◆ EXERCISE
Copy every line below that has the word "white" in it.

◆ EXCERPTED RECORDS
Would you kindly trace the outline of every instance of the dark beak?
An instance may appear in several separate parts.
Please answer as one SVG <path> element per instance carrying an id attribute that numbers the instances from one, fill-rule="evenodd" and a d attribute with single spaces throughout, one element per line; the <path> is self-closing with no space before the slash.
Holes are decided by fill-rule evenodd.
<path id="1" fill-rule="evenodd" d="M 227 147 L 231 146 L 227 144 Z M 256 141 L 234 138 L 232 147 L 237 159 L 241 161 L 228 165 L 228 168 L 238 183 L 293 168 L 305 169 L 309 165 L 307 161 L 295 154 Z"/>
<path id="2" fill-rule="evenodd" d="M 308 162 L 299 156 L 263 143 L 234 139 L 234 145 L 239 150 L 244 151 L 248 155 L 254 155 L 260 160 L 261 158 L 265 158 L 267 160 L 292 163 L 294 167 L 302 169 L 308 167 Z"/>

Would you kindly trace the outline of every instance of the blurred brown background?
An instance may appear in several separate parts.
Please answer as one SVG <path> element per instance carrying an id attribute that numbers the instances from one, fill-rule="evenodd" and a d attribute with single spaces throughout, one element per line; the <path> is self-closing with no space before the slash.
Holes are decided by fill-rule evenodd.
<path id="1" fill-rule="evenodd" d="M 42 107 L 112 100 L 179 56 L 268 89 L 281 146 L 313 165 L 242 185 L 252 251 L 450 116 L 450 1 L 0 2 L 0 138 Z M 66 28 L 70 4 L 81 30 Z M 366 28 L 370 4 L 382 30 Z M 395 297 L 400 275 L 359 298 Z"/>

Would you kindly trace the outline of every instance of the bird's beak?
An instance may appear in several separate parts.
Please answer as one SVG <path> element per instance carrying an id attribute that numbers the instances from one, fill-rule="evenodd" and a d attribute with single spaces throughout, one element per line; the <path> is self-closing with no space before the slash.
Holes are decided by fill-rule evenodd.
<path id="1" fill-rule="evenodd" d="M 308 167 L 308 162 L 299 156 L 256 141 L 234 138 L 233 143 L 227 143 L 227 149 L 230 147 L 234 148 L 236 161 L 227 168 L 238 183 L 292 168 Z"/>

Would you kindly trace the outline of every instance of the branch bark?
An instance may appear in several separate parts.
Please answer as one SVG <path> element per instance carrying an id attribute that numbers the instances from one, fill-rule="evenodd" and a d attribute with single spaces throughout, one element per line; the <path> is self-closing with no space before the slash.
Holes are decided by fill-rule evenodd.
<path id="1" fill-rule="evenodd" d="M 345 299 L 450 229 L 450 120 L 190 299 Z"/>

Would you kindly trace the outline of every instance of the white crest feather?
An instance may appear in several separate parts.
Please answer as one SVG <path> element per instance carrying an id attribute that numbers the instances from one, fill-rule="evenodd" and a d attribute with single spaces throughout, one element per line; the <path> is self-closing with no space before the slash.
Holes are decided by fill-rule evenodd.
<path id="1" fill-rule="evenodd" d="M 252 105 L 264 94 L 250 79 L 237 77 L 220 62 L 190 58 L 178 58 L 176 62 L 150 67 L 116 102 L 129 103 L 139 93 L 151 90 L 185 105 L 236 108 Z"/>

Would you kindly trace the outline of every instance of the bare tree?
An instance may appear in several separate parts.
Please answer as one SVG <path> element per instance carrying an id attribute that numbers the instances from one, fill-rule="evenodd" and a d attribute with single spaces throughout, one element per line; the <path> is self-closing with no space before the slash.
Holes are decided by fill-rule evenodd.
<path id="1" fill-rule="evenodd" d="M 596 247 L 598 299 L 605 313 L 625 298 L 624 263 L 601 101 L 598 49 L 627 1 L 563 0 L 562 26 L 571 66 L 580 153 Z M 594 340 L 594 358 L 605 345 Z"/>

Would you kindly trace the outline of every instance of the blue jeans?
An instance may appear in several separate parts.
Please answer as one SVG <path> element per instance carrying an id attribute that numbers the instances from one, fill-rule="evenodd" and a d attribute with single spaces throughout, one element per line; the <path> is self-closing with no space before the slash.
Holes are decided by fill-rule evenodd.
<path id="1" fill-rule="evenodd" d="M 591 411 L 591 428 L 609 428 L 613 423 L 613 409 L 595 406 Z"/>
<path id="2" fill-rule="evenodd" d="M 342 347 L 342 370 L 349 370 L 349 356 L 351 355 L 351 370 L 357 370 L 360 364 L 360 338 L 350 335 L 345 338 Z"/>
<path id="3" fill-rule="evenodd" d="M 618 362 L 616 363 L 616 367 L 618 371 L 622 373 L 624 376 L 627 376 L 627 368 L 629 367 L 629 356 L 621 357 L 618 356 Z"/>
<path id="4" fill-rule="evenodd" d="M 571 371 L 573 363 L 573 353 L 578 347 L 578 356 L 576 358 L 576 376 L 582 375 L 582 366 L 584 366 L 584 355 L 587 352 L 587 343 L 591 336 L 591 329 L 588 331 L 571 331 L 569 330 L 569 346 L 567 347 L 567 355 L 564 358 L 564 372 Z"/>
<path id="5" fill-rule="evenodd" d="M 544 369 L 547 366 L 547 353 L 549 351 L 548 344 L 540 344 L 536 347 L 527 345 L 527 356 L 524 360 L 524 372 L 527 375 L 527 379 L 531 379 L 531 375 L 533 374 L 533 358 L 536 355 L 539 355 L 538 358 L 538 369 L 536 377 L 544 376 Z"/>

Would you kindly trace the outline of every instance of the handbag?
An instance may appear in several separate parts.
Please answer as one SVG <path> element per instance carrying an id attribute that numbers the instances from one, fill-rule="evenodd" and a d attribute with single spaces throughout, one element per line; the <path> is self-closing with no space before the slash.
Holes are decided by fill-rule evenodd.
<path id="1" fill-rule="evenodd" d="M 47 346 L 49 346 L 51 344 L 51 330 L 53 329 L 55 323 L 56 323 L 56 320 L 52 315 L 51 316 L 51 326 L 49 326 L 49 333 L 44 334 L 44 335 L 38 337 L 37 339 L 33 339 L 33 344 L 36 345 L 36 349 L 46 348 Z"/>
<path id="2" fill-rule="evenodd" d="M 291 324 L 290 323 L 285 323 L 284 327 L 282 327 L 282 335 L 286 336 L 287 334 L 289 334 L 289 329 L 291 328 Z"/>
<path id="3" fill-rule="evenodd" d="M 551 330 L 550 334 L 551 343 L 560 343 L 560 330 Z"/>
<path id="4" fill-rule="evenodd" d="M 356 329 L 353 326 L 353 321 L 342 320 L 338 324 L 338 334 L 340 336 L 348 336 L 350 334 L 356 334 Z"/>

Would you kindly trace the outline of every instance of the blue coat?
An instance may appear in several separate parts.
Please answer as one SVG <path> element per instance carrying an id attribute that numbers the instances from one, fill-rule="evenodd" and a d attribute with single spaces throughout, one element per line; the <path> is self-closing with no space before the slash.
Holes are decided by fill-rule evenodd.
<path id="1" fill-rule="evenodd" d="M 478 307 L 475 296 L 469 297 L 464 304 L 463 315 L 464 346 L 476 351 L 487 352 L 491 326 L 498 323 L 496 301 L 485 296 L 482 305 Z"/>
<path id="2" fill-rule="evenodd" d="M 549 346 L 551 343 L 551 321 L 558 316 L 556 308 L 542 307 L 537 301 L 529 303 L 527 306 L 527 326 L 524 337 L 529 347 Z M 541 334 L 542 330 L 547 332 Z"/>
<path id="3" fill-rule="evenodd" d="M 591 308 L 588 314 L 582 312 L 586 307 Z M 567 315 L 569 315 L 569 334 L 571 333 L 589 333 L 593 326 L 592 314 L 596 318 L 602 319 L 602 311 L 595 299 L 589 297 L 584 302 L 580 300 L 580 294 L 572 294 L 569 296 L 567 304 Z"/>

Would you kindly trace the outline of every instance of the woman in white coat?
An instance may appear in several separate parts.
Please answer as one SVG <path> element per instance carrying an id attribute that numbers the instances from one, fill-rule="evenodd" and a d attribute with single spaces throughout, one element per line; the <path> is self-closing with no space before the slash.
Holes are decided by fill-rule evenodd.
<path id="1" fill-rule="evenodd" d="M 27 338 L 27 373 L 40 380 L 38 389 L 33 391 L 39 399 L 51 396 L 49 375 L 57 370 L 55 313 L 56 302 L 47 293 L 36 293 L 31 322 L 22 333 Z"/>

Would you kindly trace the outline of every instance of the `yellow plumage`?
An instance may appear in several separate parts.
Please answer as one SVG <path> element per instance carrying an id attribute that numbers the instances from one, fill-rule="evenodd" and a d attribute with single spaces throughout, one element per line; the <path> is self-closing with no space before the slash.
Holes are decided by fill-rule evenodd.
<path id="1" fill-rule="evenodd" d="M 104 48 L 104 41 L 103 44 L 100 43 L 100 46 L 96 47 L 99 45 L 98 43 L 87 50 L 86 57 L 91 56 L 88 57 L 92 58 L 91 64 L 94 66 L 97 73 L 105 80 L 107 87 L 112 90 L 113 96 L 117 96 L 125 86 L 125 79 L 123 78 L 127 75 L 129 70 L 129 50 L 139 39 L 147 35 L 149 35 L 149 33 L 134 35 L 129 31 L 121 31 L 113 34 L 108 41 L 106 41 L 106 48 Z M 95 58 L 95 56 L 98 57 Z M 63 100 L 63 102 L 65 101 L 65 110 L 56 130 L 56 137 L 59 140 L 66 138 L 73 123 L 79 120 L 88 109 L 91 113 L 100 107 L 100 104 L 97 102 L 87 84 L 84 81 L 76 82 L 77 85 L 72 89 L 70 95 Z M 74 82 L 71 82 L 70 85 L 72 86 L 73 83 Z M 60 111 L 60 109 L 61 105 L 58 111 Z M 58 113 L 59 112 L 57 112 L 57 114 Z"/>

◆ REPLY TO THE EXERCISE
Would you kindly trace the outline of every instance of the white crest feather?
Would you kindly trace the outline of every instance of the woman in white coat?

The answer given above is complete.